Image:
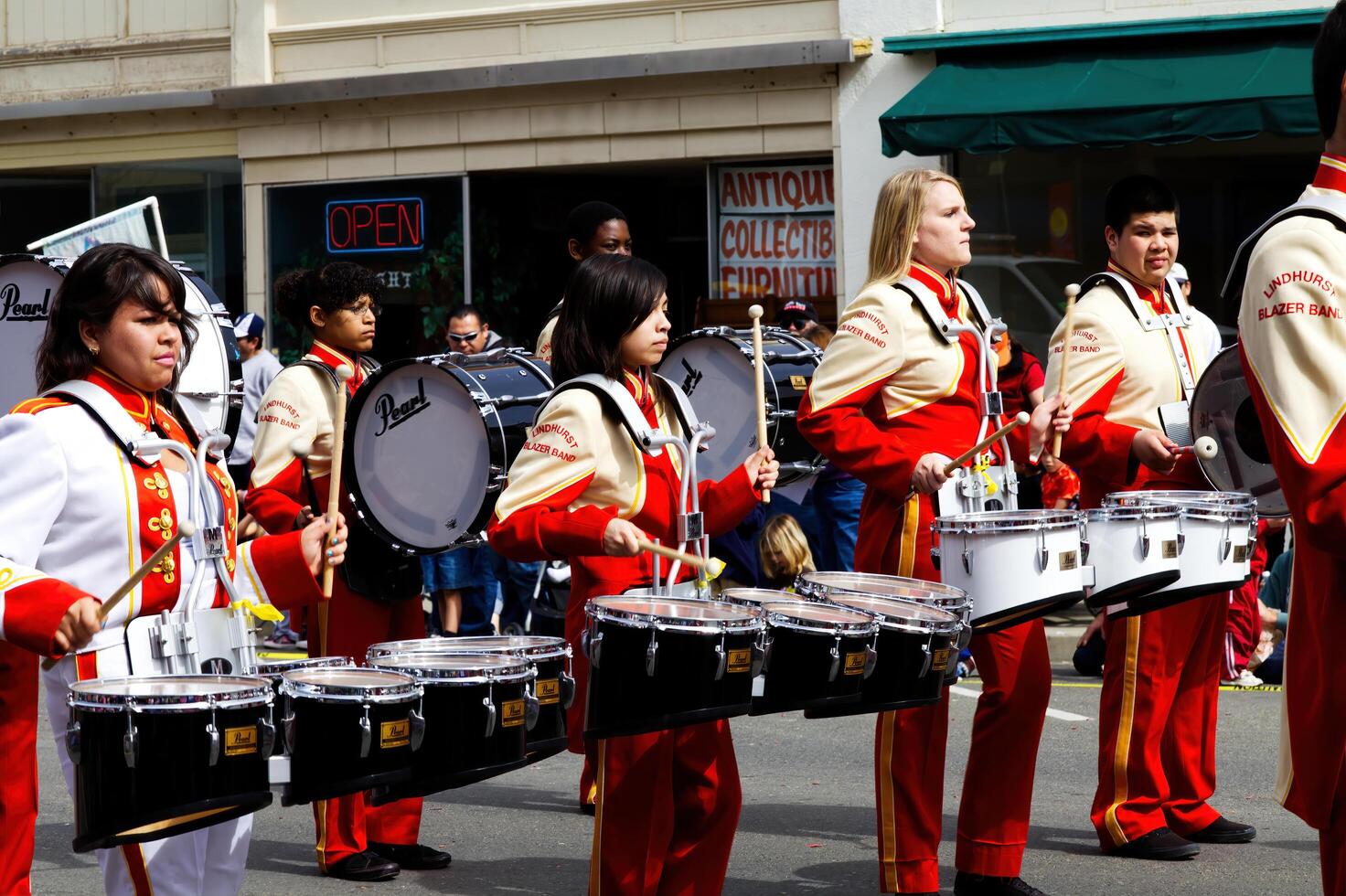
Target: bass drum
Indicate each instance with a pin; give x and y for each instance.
(430, 440)
(715, 365)
(210, 388)
(1223, 410)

—————

PROBLEM DESCRIPTION | Would you please output the listing above exactly, leaving out the pictures?

OUTPUT FOR THIS EXERCISE |
Image:
Target: bass drum
Indicate each instance with a pin; give x and y for each instance.
(430, 440)
(715, 365)
(210, 388)
(1223, 410)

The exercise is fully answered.